Point-per-instance localization data:
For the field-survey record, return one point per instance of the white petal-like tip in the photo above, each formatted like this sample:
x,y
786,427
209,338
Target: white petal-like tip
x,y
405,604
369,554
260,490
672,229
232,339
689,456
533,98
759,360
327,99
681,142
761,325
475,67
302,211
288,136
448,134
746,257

### Your instructions
Print each entry above word for word, leaving none out.

### Exercise result
For the field-survey record, return one point per instance of the white petal-like tip in the photo above, each formatted like this sample:
x,y
786,427
209,338
Target: white petal-like tip
x,y
405,604
369,554
260,490
672,229
232,339
689,456
533,98
759,360
327,99
681,142
761,325
475,67
302,211
288,136
448,134
746,257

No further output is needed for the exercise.